Chronic changes in gene expression underlie synapse plasticity and the different vulnerability in brain areas during AD progression [8,29,30]. Synapse damage is an early neurodegenerative marker of AD [6] that can be replicated in transgenic (Tg) AD mice harboring mutant APP and presenilin (i.e. APP/PS1ΔE9 and 5xFAD mice) [24,27,28]. We systematically analyzed those factors associated with neurodegeneration at the early stage of AD, by examining the protein profiles of isolated synaptosomes from phenotype-verified young AD mice (APP/PS1ΔE9 at 3 months and 6–8 months, Fig. 1a). Our proteomics assay (2D-DIGE and MS-MALDI/TOF) revealed that fifty-nine of 2498 spots were associated with disease development in AD mice (Fig. 1b) when a mild synaptic loss is shown in the cerebral cortex (Fig. S1a-b).

In parallel, we compared the gene expression profiles between vulnerable brain regions (entorhinal cortex, EC; hippocampus, HIP) and non-vulnerable brain regions (primary visual cortex, VCX) of sporadic AD patients. Five hundred and one genes were specifically associated with brain vulnerability (Fig. 1b). After cross-examining our genetic and proteomic findings, three factors were associated with disease development, including the ovary-orientated protein OCIAD1, Actin Related Protein 2/3 Complex Subunit 4 (ARPC4) and NADH:Ubiquinone Oxidoreductase Subunit A1 (NDUFA11). No existing evidence links ARPC4 with neurodegeneration or AD, while the decreased level of NDUFA11 might be a result from reduced number of mitochondria in the synapse of the cerebral cortex of AD mice. Thus, the only upregulated protein, OCIAD1, was then selected for further study (Fig. 1b). The elevated OCIAD1 levels were shown in the synaptosome from young APP/PS1ΔE9 CE mice (Fig. 1c), in the forebrain of 5xFAD mice (Fig. 1d), and in the neural cells in the frontal lobe of postmortem AD patients (Fig. 1e,f).

In the brain of wild type mouse, OCIAD1-positive cells were found in the layer III-V of cerebral cortex, hippocampus, brain stem and cerebellum (Fig. S1c). In the human brain, OCIAD1 positive cells in cerebral cortex are mainly located in the layer III-V with large body size, likely pyramidal neurons (Fig. 1e). In the frontal lobe in AD, OCIAD1 positive non-neuronal cells are increased in white matter (Fig. S1d) while the loss of OCIAD1-(+) cells (47%) seems more severe in comparison to a 30% reduction in the cortex thickness (Fig. 1e). Notably, the increased OCIAD1 intensity is correlated with a reduced soma size in this OCIAD1-(+) cells in the frontal lobe of postmortem AD patients (Fig. 1f), but this correlation was not shown in the cortex of wild type mouse (Fig. S1e), suggesting an association between OCIAD1 and AD neurodegeneration.

########################################

▶ _REQUIRED ACTIONS_
[1] In the passage on OCIAD1 and Alzheimer's disease, how many of the 2498 protein spots were associated with disease development in AD mice?
[2] Extend the passage on OCIAD1 and Alzheimer's disease from its last sentence.

▶ _EXTRACTED ENTRIES_
########################################

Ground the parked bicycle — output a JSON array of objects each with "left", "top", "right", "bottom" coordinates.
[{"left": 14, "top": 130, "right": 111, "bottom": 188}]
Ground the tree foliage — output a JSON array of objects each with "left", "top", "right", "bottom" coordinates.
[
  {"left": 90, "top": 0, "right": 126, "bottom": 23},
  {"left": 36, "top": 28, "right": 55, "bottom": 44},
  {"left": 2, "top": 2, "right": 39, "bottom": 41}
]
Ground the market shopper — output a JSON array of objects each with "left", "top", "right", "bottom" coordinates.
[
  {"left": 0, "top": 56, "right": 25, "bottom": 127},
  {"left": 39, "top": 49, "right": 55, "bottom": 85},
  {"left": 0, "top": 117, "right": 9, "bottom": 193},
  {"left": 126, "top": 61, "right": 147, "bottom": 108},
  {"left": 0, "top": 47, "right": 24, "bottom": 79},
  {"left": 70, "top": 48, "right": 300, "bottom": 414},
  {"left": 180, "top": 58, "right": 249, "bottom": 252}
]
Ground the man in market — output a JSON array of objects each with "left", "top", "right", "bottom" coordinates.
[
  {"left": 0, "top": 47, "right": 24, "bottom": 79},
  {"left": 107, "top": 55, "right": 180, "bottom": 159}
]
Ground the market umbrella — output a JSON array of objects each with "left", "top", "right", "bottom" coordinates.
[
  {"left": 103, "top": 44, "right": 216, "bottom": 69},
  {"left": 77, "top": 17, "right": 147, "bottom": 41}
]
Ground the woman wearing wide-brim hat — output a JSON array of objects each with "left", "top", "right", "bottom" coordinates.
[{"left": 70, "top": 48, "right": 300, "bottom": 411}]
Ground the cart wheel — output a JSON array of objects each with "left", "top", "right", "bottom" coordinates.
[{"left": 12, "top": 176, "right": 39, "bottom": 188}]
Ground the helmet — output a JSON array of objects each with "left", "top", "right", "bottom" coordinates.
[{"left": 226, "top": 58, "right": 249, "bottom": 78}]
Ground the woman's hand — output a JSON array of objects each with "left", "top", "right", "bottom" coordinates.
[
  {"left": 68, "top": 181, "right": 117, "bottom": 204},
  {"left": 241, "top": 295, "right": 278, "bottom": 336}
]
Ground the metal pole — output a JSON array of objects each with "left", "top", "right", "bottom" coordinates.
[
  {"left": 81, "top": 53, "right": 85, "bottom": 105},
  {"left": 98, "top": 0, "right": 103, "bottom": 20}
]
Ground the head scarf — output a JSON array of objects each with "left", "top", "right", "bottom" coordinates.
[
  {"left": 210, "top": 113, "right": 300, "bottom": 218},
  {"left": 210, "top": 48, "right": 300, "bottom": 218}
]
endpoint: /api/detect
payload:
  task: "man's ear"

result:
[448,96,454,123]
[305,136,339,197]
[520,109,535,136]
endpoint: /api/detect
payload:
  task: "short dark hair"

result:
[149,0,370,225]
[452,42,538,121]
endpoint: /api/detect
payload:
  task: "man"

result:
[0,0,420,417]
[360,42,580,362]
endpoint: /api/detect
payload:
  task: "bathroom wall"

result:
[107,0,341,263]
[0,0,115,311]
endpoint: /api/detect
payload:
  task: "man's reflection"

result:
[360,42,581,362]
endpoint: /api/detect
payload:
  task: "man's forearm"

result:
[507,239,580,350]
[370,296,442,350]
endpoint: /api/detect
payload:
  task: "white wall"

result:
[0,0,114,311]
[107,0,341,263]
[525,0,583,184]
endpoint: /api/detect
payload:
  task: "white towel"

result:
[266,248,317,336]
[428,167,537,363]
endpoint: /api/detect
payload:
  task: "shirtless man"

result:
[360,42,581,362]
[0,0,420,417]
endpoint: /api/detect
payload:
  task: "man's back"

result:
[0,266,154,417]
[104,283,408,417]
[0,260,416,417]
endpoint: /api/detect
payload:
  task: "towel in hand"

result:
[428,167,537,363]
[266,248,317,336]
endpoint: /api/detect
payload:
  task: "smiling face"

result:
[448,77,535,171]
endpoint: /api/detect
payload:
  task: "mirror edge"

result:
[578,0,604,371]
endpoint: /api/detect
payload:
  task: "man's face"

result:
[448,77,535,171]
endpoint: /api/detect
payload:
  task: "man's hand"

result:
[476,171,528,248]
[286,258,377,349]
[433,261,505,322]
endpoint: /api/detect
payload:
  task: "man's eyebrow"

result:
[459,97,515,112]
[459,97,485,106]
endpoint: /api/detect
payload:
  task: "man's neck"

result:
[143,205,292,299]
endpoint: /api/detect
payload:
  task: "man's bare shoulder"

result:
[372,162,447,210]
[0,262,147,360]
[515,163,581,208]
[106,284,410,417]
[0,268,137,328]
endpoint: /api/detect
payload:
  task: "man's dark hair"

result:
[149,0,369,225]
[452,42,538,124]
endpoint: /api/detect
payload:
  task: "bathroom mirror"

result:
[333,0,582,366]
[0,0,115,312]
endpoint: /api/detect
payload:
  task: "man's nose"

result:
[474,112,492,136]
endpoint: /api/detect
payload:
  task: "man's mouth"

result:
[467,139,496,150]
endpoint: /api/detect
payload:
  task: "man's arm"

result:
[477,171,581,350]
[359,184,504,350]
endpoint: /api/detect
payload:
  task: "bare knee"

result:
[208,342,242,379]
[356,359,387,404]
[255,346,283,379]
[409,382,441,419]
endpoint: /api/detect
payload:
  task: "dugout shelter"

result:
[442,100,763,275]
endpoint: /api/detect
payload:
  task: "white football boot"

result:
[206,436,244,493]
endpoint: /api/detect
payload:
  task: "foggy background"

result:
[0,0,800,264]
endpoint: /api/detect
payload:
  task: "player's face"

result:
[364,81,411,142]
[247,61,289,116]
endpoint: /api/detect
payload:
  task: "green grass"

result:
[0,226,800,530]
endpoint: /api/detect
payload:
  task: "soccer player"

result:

########################################

▶ _SET OF ANSWERS_
[1] Fifty-nine

[2]
3.2. OCIAD1 is associated with brain vulnerability and under regulation of Aβ/GSK3β signals

To elucidate the role of OCIAD1 in neurodegeneration in AD, we examined the expression profile of OCIAD1 in the brain of normal subjects using brain microarray data from Oncomine [32] and in the brain of AD patients using the GEO dataset [29,30,40] (Fig. 2a). We found a higher level of OCIAD1 in the vulnerable brain areas of both normal subjects and sporadic AD patients, including the entorhinal cortex, medial temporal cortex, anterior cingulate cortex, and hippocampus (Fig. 2b, vs. normal subjects and VCX). Notably, analysis of the differential gene expression dataset in GEO dataset revealed that increased levels of OCIAD1 in the hippocampus are correlated with disease severity (Fig. 2c), supporting that OCIAD1 level may be associated with the brain vulnerability in AD.

Fig. 2.

Fig. 2

Brain OCIAD1 level is associated with AD development and under regulation of Aβ/GSK3β/p53 signals. (a) Workflow for analysis of OD1(OCIAD1) gene expression in human brain. (b-c) Higher expression level of OD1 was shown in the vulnerable brain sites in normal human subjects (left, in b) and AD patients (right, in b) while the increased level of OD1 correlates with severity of AD (c). (d-e) OD1 regulators were derived from GEO database to build PPI-based connection network (e) and generate AD-relevant regulatory network (f). (See also Table 1). (g-h) Elevated APP (g) or knockdown GSK-3β (h) change OD1 level in cells. APP-staining (red), OD1-staining (green), DAPI-staining (blue). APP mutant (APP-Mt), APP wild type (APP-Wt), wild type (NC), transgenic mice (FAD), knockdown GSK3β via sRNAi (GSK3β RNAi). (See also Fig. S2a-2c). (i) Chemical intervention of Aβ-GSK-3β signal affected levels of β-catenin and OD1 in cultured primary neurons. (j) Modulating β-catenin changed the OD1 level in HEK293 cells as shown in GEO data. (k) Knockdown (KO), over-expression (OE), knockdown β-catenin via shRNAi (sh-β-catenin). (l) Knockdown p53 reduces OD1 level in HEK293. Knockdown p53 via sRNAi (sRNAi). (See also Fig. S2d-2e). Data are presented as mean±SEM in (b–c, g–l). *P < 0.05, **P < 0.01 vs. control in (b) (student t-test, left panel, n = 32; right panel, n = 5), in c (one-way ANOVA, left panel, n = 3; Pearson Correlation Coefficient, right panel, n = 30), in h-l (student t-test, n = 3 in h-j, l, n = 6 in k),.*P < 0.05 vs. wild type in g (student t-test, n = 33 in APPWT, n = 45 in APPMt, and n = 3 in NC and FAD). (For interpretation of the references to color in this figure legend, the reader is referred to the web version of this article.)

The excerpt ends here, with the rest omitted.